_Excerpted text_:
* begin *
I wonder if a build plate with a insulating cover on a 3D Printer will work.

Using G-code you could control the temperature precisely, add a digital thermometer on the pcb to track from the outside. Then modify G-Code accordingly.

Using printer head cooling fan you could also decrease cooling time and perhaps control it fairly well.

Dana


On Tuesday, May 19, 2020, 07:47:43 PM EDT, Skye Sweeney <sk...@fll-freak.com> wrote:


Thanks. I guess I need to order a toaster oven and a thermocouple!

-Skye 

On May 19, 2020, at 5:30 PM, Jay Francis (Reactive Technologies) <J...@reactivetechnologies.com> wrote:

My current process (with my “profiled” toaster oven) is:

Put the boards in at room temperature (one, or a dummy board, will have a type k thermocouple kapton taped to the PCB, read temperature with a meter).

Set oven to Convection Bake, max temperature.
* end *
_Required task 1_: Rewrite the stretch of entries from the line containing "102, row 76." through the line containing "column 49, row 52" as a Markdown table with the columns Number and Entry line, skipping blank lines.

(Recorded data)
* begin *
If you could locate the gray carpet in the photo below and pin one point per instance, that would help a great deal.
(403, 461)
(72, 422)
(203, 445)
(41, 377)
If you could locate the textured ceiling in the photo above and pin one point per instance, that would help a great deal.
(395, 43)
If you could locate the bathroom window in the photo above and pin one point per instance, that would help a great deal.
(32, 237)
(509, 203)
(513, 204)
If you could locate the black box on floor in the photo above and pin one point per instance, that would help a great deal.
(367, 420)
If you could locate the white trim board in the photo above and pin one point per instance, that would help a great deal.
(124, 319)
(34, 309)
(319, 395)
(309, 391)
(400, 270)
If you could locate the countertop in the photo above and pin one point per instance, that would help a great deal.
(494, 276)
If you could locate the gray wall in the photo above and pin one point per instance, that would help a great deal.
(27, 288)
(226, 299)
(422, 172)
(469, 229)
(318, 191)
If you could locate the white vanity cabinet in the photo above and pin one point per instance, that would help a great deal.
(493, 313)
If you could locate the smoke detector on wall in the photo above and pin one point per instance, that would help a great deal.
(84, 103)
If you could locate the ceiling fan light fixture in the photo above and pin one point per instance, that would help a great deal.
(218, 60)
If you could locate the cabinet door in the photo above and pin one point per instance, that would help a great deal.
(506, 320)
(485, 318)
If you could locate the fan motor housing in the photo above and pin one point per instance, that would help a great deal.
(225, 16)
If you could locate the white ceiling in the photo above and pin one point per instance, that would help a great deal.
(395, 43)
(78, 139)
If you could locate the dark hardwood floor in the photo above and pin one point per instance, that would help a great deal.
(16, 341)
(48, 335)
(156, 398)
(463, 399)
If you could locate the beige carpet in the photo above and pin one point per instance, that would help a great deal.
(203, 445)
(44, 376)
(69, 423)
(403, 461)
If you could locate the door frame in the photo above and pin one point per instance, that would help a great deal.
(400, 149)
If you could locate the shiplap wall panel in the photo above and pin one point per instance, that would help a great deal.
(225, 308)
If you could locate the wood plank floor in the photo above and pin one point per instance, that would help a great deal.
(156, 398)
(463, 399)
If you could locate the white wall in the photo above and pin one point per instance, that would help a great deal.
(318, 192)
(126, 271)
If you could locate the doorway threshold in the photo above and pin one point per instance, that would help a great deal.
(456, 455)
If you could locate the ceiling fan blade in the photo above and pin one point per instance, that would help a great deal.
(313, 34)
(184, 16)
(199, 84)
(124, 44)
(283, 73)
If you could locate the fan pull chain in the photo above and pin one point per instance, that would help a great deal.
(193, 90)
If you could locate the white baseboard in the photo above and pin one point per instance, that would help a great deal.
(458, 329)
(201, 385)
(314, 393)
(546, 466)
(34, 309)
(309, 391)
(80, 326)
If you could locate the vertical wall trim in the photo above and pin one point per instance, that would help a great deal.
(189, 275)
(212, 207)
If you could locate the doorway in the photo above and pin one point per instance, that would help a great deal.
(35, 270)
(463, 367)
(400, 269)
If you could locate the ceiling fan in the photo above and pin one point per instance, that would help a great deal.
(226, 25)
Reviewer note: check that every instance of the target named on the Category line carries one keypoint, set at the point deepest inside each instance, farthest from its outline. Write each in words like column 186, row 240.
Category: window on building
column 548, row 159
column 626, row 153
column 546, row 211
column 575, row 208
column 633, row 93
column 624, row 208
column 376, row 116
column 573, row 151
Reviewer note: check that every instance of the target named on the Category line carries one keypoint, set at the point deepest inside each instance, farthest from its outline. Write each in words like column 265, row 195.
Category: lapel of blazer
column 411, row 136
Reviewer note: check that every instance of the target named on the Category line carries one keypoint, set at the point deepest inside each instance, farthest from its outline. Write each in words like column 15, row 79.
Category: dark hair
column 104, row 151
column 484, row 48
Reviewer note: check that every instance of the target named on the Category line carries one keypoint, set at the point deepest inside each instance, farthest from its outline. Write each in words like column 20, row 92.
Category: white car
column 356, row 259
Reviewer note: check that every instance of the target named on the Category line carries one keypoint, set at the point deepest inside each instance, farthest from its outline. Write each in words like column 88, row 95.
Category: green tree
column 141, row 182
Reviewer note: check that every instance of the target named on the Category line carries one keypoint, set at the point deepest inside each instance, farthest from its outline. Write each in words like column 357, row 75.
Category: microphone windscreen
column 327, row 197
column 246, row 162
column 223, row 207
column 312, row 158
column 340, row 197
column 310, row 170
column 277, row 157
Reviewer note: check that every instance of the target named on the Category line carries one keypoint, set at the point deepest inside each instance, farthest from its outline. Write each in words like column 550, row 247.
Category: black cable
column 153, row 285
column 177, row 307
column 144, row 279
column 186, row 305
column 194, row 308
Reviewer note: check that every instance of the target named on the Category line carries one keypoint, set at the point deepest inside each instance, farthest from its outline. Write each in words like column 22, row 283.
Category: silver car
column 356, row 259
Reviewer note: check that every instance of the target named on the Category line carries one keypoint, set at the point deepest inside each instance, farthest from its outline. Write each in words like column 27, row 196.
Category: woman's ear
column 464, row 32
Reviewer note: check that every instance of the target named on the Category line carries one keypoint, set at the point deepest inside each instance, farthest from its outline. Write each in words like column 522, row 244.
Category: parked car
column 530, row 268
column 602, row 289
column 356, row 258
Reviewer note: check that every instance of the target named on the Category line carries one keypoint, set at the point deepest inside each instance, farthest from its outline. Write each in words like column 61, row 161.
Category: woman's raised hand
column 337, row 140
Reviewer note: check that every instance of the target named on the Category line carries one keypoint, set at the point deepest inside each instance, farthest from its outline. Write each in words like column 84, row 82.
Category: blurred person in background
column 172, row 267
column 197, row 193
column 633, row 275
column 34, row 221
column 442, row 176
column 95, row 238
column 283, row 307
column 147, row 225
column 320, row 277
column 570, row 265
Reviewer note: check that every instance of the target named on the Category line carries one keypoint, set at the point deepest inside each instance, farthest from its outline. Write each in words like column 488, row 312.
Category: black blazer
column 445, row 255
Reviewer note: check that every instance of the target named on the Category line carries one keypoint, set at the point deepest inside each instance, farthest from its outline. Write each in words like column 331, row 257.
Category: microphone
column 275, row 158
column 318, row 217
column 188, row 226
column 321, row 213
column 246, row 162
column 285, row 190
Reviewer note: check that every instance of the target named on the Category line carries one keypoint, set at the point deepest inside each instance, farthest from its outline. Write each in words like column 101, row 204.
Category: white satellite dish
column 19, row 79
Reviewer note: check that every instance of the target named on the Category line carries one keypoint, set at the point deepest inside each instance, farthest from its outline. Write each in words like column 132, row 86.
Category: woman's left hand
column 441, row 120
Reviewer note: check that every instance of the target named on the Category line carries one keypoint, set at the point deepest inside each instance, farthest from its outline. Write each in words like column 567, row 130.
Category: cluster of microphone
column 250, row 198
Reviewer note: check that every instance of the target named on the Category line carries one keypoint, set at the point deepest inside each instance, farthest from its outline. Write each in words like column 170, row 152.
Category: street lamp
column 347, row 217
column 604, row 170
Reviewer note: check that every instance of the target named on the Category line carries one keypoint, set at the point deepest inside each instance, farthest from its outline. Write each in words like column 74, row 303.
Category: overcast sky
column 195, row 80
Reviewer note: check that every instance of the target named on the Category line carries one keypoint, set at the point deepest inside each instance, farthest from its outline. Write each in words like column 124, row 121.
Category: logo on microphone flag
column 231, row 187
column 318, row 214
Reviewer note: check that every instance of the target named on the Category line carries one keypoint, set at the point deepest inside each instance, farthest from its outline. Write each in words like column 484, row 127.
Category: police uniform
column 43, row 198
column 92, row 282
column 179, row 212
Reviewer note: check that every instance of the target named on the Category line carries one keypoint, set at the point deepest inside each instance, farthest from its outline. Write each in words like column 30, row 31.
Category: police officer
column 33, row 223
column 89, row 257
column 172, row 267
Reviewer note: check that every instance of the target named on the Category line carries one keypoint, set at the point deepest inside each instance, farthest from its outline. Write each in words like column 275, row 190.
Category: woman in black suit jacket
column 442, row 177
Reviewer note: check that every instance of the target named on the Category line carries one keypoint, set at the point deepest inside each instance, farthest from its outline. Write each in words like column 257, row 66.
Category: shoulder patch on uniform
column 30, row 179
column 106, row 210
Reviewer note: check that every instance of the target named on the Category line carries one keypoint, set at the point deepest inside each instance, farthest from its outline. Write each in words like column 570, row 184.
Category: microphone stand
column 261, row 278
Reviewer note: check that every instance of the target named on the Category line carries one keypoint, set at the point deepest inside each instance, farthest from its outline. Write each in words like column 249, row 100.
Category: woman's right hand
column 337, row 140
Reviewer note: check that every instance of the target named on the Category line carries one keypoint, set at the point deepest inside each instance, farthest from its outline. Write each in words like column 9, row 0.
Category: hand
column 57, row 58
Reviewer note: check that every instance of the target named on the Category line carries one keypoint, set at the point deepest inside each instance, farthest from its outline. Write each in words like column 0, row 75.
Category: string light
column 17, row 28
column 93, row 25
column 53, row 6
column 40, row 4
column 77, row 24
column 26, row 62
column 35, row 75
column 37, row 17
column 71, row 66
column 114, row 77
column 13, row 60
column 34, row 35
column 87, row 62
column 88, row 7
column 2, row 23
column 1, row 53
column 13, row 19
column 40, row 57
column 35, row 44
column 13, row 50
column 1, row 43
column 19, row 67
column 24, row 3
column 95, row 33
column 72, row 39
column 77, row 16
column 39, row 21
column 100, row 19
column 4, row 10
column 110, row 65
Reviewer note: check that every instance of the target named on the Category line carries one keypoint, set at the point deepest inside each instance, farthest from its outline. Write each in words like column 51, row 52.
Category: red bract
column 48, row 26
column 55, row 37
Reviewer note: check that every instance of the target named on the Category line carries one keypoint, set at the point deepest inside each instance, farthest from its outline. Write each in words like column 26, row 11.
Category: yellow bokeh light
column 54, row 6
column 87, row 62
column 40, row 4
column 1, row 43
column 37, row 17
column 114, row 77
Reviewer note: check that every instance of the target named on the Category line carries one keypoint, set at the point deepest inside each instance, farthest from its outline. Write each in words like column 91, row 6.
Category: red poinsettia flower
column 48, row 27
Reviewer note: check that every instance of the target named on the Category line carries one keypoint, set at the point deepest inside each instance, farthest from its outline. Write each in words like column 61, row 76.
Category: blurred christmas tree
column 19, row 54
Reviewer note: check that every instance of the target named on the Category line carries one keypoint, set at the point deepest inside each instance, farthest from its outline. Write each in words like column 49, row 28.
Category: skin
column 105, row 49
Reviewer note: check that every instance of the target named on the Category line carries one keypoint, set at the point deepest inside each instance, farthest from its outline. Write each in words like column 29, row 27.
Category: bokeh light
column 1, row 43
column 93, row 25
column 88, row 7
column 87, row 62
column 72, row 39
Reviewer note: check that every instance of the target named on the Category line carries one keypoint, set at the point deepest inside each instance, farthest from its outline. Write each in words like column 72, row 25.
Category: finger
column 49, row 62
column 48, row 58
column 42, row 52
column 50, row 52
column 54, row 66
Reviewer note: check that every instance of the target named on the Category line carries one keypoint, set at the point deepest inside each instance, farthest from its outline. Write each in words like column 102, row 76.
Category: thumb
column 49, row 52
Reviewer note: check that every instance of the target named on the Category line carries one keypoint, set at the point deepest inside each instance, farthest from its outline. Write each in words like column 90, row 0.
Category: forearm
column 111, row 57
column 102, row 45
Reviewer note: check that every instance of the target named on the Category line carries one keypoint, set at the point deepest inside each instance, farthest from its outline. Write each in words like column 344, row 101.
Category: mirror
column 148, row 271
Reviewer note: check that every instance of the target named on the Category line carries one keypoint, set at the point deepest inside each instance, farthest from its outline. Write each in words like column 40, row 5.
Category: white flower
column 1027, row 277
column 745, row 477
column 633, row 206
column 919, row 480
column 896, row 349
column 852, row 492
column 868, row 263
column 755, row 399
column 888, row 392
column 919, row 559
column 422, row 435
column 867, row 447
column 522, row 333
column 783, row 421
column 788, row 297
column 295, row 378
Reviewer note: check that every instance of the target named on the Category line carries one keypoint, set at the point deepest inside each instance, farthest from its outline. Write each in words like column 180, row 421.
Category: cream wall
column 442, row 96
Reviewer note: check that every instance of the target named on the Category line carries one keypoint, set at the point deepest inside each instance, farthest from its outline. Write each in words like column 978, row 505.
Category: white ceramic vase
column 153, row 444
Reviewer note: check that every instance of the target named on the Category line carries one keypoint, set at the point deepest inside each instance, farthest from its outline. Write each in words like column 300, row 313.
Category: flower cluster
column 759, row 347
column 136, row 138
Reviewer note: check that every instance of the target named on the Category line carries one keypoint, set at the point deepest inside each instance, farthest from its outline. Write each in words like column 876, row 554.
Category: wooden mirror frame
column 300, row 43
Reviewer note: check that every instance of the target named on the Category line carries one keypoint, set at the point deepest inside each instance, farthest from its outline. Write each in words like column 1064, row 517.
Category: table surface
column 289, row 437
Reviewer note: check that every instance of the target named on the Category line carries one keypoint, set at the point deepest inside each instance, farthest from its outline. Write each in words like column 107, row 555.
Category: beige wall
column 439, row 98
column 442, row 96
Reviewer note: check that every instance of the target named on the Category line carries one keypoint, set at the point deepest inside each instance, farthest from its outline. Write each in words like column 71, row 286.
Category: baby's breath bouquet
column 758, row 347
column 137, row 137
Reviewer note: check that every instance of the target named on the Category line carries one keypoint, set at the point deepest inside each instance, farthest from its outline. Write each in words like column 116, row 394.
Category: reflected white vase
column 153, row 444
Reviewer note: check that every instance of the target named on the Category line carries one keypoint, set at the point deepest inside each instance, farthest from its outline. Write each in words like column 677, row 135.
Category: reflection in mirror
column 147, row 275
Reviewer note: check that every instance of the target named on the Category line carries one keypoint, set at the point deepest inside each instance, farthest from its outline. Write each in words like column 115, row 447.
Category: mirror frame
* end *
_Required task 2_: Reproduce the stretch of the email thread from "Put the boards" through "with a meter)." word for word.

_Task response 1_:
| Number | Entry line |
|---|---|
| 1 | Reviewer note: check that every instance of the target named on the Category line carries one keypoint, set at the point deepest inside each instance, farthest from its outline. Write each in words like column 102, row 76. |
| 2 | Category: thumb |
| 3 | column 49, row 52 |

_Task response 2_:
Put the boards in at room temperature (one, or a dummy board, will have a type k thermocouple kapton taped to the PCB, read temperature with a meter).